Copy the lines from the one containing "The document is" through the one containing "positive clicks: (109, 13)", both included, exactly as they appear in the data below.

(Saved entries)
* * * * * * *
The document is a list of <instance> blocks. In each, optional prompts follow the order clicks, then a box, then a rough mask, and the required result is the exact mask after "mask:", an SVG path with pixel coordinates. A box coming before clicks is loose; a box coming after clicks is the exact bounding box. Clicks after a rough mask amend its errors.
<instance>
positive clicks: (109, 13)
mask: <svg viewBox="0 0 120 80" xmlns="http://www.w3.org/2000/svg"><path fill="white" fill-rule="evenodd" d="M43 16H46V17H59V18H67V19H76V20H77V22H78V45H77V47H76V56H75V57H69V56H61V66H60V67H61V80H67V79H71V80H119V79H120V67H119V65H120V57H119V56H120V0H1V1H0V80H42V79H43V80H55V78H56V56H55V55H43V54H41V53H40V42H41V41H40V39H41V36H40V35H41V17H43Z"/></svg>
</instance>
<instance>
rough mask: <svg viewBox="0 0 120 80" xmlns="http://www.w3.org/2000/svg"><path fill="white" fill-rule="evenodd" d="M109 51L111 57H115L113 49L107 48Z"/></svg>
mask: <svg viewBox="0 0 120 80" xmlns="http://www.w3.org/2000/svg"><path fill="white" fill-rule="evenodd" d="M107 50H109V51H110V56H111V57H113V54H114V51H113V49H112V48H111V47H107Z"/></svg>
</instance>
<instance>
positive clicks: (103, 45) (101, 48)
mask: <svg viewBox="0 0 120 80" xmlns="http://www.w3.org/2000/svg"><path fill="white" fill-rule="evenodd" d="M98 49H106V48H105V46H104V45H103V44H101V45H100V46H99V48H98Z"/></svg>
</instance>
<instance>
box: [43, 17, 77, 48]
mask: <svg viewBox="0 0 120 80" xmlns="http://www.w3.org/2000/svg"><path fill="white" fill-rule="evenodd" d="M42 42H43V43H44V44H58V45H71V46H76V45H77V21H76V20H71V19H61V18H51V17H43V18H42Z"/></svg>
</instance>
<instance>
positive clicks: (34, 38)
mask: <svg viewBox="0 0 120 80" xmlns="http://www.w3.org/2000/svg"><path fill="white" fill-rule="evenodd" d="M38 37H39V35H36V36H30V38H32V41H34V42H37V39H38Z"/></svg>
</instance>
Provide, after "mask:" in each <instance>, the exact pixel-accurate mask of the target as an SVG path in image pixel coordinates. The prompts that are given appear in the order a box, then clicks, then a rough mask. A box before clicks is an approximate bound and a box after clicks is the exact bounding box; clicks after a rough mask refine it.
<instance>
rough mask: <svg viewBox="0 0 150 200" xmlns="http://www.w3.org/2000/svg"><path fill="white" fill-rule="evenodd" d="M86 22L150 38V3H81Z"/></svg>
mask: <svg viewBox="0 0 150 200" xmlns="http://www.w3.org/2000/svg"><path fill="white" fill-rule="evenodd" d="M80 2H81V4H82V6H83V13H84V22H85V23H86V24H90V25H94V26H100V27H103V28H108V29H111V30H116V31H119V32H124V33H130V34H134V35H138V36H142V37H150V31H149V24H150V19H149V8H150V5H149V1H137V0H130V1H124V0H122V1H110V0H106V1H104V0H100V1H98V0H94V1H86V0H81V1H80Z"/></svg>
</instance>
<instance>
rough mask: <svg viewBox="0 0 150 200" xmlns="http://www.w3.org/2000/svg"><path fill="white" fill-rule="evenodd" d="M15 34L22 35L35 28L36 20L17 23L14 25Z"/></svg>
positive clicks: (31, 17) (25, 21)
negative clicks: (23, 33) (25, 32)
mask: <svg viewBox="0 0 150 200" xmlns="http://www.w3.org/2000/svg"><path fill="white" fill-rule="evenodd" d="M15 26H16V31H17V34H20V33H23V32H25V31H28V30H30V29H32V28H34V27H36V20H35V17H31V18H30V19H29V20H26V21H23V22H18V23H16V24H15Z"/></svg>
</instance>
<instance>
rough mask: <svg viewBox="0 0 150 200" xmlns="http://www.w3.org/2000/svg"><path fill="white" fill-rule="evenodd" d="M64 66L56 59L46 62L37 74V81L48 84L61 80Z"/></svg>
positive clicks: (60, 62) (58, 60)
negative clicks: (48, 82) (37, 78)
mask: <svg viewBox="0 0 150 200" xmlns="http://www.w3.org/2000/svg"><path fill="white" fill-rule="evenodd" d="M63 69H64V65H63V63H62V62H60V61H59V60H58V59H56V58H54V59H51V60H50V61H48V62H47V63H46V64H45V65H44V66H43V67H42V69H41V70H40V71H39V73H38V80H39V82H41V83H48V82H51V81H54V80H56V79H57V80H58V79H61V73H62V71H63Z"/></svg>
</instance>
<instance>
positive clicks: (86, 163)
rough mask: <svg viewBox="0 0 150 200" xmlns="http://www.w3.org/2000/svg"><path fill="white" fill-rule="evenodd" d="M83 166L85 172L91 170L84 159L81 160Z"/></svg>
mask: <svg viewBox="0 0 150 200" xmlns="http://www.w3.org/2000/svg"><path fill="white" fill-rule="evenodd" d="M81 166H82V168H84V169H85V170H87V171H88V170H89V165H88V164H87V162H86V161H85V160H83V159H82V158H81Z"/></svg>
* * * * * * *
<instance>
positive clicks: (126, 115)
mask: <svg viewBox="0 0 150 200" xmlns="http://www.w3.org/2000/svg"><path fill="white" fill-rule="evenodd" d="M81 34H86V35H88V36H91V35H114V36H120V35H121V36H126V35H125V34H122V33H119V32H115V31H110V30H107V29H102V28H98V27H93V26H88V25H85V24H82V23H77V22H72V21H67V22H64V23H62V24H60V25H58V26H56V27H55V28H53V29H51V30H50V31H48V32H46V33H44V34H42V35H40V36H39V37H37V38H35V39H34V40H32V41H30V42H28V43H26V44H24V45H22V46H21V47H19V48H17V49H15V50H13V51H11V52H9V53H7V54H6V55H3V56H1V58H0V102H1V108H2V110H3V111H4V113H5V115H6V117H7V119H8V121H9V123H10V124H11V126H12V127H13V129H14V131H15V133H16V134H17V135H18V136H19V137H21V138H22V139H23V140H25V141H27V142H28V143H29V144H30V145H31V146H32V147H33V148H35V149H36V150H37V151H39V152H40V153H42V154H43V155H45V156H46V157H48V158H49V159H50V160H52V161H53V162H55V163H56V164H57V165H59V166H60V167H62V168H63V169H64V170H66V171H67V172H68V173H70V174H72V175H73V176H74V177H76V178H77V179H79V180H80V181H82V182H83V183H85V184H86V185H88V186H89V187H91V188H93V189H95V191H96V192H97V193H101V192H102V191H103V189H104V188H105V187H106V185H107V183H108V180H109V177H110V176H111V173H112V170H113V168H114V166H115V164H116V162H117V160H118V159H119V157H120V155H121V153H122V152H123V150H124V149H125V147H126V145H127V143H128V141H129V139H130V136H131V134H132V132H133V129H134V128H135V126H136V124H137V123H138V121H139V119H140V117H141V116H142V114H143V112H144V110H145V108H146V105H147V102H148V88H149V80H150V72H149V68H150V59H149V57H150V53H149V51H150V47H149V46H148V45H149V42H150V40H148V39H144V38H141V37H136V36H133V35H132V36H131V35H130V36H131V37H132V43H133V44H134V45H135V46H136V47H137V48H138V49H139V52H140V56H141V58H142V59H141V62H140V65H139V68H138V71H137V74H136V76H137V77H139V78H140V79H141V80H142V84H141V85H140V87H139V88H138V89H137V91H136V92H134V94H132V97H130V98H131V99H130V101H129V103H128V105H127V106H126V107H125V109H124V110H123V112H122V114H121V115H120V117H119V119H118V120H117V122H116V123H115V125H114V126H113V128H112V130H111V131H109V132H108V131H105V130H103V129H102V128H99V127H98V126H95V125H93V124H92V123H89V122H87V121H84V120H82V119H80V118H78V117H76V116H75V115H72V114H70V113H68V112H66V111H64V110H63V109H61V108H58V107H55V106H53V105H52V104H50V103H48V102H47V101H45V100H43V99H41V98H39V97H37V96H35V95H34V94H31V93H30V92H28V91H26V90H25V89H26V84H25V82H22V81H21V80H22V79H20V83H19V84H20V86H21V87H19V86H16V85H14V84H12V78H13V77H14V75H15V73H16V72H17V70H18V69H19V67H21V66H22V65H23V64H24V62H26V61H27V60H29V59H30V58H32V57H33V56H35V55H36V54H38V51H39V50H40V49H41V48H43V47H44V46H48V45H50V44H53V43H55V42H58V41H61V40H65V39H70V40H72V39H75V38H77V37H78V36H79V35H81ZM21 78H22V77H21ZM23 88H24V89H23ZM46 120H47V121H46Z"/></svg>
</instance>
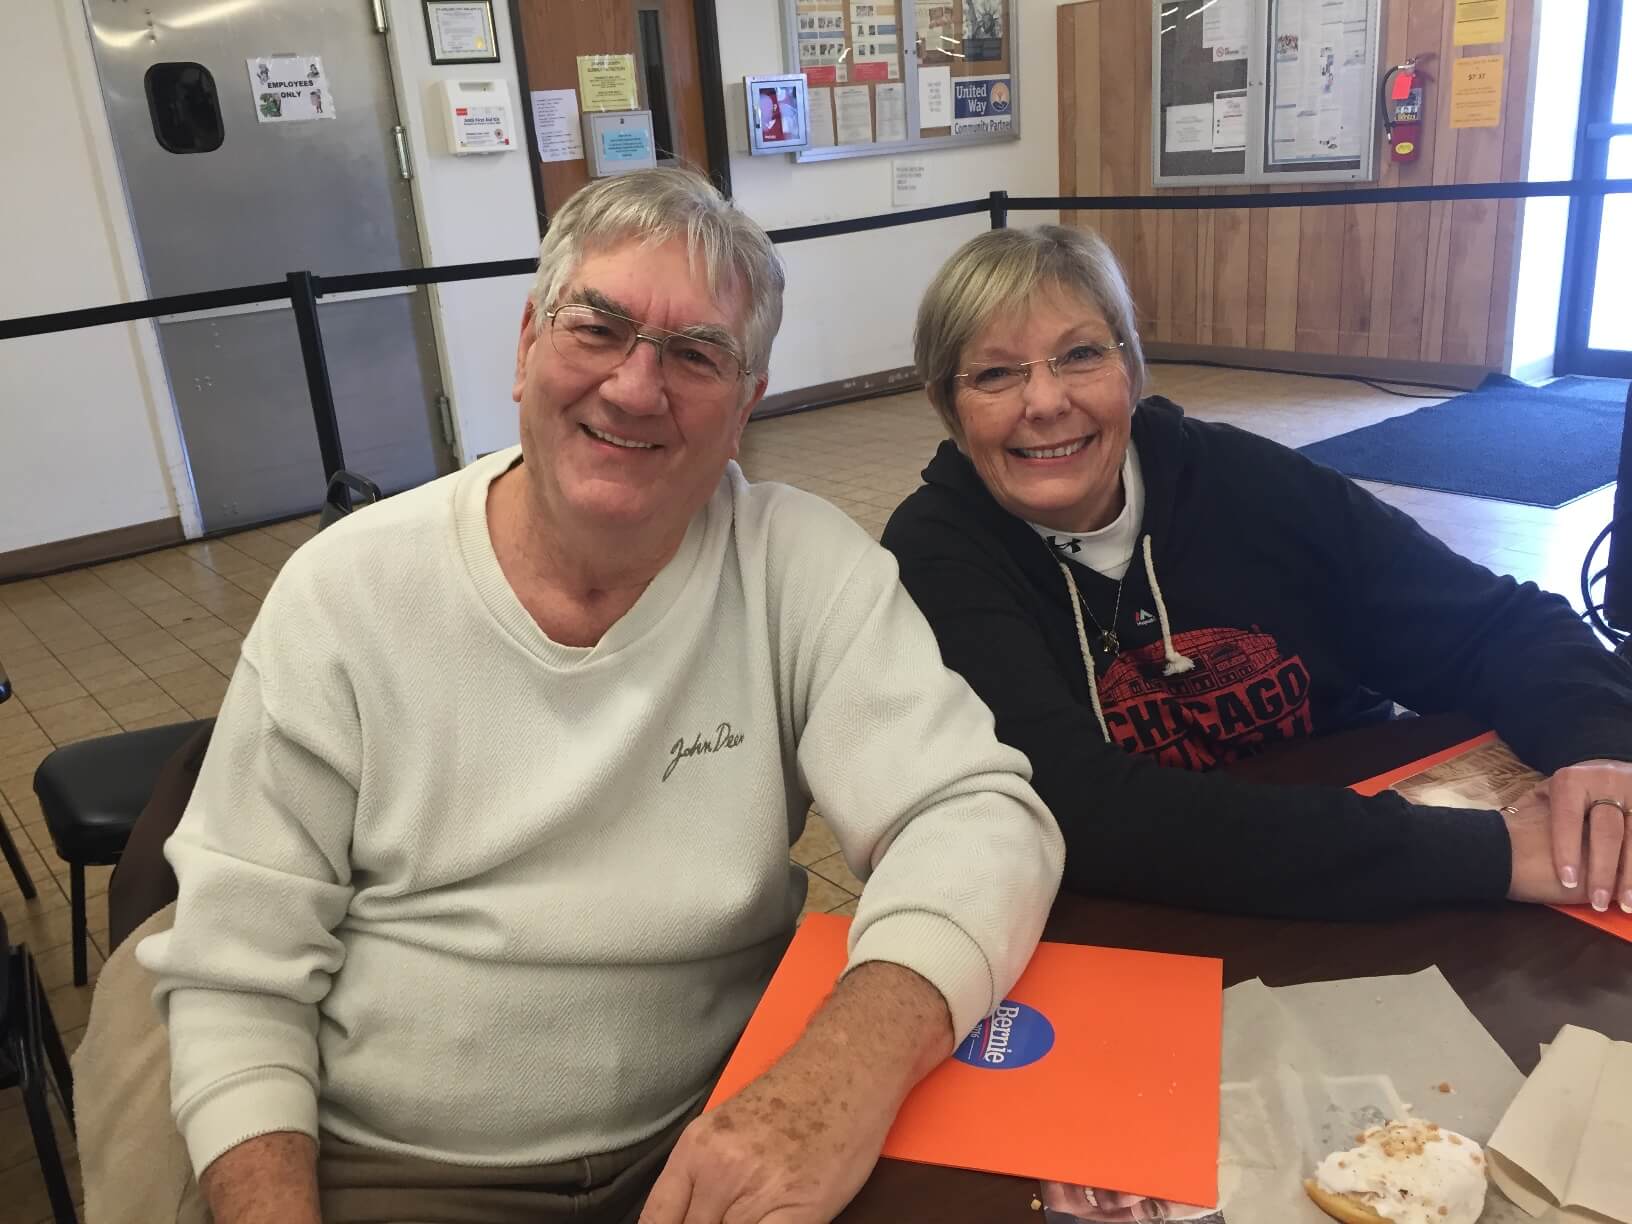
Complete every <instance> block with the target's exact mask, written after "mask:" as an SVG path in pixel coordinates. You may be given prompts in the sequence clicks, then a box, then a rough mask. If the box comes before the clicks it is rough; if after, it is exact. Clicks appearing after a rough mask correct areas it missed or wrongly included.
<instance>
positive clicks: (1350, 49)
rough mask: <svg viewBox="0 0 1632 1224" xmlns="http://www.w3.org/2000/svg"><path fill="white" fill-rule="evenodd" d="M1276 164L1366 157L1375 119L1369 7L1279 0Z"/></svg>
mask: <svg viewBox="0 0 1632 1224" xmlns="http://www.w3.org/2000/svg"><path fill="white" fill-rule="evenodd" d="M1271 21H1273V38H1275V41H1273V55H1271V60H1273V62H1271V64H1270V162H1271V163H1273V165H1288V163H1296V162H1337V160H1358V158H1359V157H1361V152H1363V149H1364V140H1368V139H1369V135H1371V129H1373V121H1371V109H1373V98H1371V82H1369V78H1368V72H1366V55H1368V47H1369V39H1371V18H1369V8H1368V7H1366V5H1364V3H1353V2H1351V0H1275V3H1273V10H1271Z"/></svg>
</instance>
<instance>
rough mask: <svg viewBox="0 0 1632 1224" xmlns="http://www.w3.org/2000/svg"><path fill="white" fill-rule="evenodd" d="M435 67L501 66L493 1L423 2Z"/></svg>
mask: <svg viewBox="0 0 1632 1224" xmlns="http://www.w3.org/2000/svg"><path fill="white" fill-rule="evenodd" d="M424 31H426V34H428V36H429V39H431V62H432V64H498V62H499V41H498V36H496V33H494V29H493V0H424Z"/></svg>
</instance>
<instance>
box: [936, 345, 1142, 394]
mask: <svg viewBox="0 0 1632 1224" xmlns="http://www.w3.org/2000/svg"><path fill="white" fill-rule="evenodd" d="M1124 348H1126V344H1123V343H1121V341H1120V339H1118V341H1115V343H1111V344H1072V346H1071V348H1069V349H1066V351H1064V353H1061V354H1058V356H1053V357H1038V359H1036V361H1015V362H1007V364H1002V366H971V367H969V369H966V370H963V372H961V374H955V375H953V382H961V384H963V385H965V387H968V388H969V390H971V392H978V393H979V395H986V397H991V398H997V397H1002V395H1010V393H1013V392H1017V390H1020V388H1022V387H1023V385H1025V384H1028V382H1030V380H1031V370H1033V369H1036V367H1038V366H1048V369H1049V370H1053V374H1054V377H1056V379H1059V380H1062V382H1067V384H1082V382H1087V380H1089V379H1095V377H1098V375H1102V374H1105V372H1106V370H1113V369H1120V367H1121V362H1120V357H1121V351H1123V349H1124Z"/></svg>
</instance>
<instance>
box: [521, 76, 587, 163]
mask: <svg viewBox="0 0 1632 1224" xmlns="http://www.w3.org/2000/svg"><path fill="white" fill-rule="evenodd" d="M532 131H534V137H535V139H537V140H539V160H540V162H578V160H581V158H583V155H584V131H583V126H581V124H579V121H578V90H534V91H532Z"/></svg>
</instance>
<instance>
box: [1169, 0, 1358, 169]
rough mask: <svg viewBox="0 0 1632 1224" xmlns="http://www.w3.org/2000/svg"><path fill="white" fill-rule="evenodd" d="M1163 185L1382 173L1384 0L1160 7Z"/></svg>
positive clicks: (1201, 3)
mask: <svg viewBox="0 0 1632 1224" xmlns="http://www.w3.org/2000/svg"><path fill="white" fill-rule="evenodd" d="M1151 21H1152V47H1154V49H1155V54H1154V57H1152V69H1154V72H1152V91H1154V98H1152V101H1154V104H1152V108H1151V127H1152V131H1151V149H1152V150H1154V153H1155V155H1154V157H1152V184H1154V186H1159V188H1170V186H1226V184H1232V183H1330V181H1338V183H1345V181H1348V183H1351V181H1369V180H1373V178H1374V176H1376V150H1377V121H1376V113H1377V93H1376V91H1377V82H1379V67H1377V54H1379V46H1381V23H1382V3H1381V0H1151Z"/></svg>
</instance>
* * * * * * *
### SOLUTION TO THE EXERCISE
The document is a list of <instance> blocks. In each, optional prompts follow the order clicks, then a box, then a rough mask, and the required result is the exact mask after "mask:", an SVG path with pixel coordinates. A box coming before clicks is loose; a box coming after clicks is the exact bounding box. Clicks after a rough mask amend its errors.
<instance>
positive clicks: (109, 13)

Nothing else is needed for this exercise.